» **Reading text**
But I keep fighting this urge, because I know it would be a big mistake. When children are small and learning to read, the goal should be to ignite a love affair with books. Really set it ablaze. If laughing about underpants and bodily emissions makes your kids want to read, then load up on those farting books. It doesn’t matter if the fairy books make us cringe; it’s not about us or our taste. It’s about what will make a kid want to sit down with a book and do something that is hard – sound out symbols, decode, make sense of new vocabulary words. And to do this when playing Minecraft or turning on the television would be so much easier.
I have heard many parents complain that their babies and toddlers simply aren’t interested in books. Their little ones won’t sit still to listen. This is when to teach kids that books are toys. Give babies the books with the wheels on them that can be driven around like Matchbox cars, the ones with the animals that can be pulled out and put back in, the ones with buttons to press and music that plays. Give them books without much text, but with large, vivid photographs and mirrors and pop-ups inside. Maybe read them a word or two here or there, but no need to overdo it.
One of my favorite books to read to the preschoolers in my library class is Book! by Kristine O’Connell George, because the kids go wild for this simple tale. In it, a boy receives a book as a present. But that book hardly gets read at all. Instead, it is worn like a hat (which the kids find simply hilarious especially if you invite them to wear a hat-book too), taken for a ride in a wagon and snuggled like a stuffed animal.
The trick is to help your older child continue to view books as toys, as entertainment, for as long as you can. This is where the naughty books come in. The picture books and Where’s Waldo for big kids. The super hero comics – with a big helping of action figures on the side. The funny books. Even Shakespeare knew that a shot of bawdiness and scatological humor goes a long way to keeping audiences entertained.
The call of the naughty is strong; you can harness its appeal to lead a hesitant reader to drink the reading Kool-Aid. When my son didn’t want to practice reading, when it seemed like pure struggle to him, I left a few Captain Underpants and Diary of a Wimpy Kids in his room. He quickly came around asking me to read them aloud. I told him I’d heard they were naughty books and that I didn’t care for bathroom humor. He’d have to read them to himself if he were interested. It took a matter of moments for him to open the lid and start laboring over them. He was a full-fledged, fluid reader within a matter of weeks. I have suggested this technique to parents of reticent readers, and it works like a charm.

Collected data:
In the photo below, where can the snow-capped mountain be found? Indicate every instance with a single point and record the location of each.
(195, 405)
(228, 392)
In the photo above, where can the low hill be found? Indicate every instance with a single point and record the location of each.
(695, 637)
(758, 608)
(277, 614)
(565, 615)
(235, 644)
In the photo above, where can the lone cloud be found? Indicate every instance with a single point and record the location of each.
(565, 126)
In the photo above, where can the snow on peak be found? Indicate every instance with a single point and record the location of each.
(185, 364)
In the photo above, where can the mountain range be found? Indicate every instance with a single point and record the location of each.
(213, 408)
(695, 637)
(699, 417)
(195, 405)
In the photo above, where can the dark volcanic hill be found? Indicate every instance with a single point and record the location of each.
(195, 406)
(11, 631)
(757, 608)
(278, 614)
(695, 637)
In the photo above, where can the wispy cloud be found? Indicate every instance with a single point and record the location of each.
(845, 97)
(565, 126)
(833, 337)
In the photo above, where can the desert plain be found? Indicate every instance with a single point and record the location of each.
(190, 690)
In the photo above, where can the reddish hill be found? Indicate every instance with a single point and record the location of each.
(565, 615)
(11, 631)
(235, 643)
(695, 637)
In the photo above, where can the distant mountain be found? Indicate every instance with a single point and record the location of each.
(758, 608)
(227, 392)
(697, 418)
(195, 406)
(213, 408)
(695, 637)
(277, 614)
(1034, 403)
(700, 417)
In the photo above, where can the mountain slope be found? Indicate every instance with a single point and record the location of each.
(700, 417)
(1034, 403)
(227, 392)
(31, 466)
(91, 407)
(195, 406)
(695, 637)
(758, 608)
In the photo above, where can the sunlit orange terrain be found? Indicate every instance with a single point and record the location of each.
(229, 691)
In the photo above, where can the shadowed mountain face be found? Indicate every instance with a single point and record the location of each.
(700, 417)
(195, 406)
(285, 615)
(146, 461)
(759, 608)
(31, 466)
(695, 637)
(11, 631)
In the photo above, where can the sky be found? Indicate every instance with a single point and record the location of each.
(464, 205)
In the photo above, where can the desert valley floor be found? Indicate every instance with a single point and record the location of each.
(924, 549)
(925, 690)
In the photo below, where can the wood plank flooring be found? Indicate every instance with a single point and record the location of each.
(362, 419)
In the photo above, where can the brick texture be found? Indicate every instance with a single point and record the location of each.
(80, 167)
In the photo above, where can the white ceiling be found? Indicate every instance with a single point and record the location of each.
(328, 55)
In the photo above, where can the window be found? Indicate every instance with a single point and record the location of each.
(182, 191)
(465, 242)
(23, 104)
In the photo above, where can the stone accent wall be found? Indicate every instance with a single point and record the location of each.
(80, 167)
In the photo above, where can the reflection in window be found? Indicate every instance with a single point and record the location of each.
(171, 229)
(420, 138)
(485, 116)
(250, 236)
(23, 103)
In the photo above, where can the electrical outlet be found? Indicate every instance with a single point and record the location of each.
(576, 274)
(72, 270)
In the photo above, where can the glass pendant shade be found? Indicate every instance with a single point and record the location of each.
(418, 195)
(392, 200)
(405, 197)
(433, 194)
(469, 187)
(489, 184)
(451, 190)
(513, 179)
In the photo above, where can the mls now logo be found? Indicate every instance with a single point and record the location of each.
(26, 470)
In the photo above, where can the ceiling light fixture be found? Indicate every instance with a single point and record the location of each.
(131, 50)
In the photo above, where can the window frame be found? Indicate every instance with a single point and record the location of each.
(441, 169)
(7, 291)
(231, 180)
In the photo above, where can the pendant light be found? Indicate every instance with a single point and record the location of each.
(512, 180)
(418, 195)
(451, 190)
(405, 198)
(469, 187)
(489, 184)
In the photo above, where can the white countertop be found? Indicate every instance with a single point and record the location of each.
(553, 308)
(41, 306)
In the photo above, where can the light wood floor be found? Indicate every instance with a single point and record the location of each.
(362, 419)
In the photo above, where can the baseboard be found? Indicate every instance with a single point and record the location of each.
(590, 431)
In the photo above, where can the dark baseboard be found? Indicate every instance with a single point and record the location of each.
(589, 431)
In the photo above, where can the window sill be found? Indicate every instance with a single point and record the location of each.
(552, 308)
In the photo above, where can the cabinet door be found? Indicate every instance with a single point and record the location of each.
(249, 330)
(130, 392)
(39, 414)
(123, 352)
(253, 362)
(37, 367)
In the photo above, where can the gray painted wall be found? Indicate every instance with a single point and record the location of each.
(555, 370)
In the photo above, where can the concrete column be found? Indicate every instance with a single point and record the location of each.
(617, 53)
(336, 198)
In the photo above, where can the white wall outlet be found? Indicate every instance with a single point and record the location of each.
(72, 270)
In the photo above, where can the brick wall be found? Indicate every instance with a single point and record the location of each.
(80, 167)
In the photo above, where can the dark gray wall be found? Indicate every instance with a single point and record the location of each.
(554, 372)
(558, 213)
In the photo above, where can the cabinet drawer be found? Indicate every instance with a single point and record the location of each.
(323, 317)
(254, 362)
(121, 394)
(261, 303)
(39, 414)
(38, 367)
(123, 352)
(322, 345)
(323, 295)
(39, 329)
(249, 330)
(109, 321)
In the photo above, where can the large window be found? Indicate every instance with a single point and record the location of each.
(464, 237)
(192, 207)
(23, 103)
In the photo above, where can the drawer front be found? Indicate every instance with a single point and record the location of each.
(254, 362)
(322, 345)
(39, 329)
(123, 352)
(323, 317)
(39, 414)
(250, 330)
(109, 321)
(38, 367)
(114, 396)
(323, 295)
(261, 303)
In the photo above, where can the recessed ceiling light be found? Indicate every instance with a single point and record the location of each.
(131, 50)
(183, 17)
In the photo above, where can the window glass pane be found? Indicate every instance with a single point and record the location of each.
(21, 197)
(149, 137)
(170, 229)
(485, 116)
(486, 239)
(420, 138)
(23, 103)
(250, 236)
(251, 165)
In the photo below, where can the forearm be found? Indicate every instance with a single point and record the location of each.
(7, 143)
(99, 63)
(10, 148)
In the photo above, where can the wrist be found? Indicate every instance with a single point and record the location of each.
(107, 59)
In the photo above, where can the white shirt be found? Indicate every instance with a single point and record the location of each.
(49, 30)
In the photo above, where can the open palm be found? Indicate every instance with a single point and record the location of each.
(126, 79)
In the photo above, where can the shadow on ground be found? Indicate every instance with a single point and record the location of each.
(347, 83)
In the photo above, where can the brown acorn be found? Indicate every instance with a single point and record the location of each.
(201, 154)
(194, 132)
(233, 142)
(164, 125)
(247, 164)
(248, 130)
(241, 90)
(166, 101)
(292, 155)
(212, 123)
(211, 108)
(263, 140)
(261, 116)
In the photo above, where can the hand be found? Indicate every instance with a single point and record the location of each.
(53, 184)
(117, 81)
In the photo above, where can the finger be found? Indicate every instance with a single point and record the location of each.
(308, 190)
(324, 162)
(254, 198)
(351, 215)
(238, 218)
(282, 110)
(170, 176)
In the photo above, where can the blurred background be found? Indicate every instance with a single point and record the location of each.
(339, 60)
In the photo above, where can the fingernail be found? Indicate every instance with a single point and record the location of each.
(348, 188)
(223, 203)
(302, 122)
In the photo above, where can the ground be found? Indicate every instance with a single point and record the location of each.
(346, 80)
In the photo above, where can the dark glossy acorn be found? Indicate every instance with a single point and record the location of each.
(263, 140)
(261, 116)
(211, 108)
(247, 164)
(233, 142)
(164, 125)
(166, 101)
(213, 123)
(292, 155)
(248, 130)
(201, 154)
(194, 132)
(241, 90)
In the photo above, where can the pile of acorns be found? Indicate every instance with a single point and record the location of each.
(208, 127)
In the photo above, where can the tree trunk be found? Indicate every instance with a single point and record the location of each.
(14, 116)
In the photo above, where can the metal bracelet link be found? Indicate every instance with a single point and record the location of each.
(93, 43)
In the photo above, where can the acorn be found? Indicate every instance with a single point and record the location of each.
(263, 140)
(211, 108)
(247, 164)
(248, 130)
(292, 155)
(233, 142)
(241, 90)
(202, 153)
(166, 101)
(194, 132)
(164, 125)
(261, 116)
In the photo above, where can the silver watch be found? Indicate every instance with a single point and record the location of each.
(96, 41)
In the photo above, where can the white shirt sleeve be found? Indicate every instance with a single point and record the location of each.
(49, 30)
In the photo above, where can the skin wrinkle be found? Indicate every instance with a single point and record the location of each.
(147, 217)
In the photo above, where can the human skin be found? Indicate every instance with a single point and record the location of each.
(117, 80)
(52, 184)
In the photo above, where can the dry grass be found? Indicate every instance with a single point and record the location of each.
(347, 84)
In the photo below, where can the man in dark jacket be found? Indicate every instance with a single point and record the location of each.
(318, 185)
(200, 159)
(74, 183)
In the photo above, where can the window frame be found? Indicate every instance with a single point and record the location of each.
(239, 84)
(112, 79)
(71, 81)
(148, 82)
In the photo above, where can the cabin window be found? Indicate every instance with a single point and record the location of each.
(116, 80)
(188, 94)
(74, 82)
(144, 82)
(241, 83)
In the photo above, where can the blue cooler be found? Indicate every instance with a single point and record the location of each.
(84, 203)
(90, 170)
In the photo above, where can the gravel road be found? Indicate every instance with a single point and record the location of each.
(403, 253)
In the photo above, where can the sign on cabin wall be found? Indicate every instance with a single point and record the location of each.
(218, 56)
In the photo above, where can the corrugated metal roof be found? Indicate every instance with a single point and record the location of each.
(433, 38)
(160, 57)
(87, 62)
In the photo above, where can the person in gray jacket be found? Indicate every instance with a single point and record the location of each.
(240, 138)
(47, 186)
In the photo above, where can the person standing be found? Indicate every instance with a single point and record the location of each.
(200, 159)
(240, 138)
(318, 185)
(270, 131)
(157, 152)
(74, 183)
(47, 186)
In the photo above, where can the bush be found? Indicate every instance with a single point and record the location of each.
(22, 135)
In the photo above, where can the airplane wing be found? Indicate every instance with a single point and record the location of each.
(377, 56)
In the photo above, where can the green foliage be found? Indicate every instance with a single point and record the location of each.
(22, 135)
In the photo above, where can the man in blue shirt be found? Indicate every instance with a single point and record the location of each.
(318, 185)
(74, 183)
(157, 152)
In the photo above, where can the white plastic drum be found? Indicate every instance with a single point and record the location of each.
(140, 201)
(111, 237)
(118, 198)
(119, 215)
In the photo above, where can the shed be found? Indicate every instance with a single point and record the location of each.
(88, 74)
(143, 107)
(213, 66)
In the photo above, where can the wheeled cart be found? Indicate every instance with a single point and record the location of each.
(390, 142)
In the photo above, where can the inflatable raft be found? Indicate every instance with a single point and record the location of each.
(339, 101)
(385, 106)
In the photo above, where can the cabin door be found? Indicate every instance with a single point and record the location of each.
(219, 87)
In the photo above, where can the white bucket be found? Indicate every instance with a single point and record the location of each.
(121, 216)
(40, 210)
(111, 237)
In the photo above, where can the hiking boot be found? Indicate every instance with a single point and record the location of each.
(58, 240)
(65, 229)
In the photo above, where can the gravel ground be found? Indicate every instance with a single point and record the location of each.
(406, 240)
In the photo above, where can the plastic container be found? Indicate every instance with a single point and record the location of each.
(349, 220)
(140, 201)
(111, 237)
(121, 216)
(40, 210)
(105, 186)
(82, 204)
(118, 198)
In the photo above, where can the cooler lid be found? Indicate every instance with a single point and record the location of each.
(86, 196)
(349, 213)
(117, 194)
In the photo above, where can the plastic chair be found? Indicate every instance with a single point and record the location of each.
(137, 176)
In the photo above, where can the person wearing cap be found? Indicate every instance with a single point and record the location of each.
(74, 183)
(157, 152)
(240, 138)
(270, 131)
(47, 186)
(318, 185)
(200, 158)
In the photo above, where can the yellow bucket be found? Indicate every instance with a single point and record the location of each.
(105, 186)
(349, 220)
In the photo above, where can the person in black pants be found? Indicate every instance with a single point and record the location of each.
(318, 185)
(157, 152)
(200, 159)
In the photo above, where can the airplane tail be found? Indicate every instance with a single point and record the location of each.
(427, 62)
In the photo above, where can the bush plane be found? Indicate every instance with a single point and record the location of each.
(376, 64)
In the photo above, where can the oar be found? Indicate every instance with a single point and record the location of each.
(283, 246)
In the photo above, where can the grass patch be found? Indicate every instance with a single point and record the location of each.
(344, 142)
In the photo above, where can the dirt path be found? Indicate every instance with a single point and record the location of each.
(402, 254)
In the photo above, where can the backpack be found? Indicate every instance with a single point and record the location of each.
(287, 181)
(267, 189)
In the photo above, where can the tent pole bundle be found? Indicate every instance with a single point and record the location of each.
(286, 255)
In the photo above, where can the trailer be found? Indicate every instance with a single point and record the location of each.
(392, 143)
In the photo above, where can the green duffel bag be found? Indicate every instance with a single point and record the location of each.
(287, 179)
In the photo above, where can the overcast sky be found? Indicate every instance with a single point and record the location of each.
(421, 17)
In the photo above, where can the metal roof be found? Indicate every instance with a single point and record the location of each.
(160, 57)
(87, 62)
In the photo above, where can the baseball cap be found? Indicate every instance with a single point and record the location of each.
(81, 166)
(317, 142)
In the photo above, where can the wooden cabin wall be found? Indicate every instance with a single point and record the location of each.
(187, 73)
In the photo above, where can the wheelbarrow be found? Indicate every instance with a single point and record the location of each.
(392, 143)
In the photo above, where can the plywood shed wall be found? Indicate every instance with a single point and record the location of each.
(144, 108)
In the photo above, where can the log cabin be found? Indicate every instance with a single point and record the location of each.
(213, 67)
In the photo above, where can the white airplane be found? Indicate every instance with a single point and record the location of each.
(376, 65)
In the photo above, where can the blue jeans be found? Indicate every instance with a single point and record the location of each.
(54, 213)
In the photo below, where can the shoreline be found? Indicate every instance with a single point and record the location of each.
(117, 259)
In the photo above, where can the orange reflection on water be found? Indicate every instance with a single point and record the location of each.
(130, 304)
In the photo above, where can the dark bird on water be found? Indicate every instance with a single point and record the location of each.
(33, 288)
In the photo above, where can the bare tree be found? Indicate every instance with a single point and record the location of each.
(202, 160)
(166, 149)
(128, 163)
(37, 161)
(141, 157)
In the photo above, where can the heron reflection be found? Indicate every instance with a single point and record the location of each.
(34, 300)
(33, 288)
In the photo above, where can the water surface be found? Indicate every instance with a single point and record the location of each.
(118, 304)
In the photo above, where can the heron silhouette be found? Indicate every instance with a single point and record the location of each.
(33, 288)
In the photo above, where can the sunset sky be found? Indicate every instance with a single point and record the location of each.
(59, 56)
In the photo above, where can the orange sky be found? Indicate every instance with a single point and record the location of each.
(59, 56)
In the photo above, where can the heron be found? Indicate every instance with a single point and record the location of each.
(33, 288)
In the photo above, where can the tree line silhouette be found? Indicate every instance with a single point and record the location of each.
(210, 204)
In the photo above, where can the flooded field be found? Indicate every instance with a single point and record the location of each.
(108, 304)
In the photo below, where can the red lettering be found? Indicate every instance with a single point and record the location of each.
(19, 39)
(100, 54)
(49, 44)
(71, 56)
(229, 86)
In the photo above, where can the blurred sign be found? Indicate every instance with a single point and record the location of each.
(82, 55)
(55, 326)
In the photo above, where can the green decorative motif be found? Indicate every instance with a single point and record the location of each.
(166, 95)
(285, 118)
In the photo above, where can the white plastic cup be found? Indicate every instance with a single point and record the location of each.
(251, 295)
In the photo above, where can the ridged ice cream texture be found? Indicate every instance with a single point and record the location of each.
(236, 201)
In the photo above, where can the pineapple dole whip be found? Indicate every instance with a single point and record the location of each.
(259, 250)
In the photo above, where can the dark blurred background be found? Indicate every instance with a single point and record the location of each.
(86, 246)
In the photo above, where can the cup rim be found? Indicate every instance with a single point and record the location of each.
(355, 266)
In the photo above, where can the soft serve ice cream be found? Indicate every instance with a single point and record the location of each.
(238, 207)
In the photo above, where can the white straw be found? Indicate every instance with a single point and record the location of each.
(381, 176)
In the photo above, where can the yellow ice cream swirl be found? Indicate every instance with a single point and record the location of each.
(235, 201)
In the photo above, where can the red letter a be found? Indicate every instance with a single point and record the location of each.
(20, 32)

» **Work instructions**
1/ Which book does the author of the passage on children's reading like to read to preschoolers in library class?
2/ Repeat the part of the passage on children's reading that starts at the words "One of my favorite" and stops after "a stuffed animal.".
None of the items above are needed.

» **Full solutions**
1/ Book! by Kristine O'Connell George

2/
One of my favorite books to read to the preschoolers in my library class is Book! by Kristine O’Connell George, because the kids go wild for this simple tale. In it, a boy receives a book as a present. But that book hardly gets read at all. Instead, it is worn like a hat (which the kids find simply hilarious especially if you invite them to wear a hat-book too), taken for a ride in a wagon and snuggled like a stuffed animal.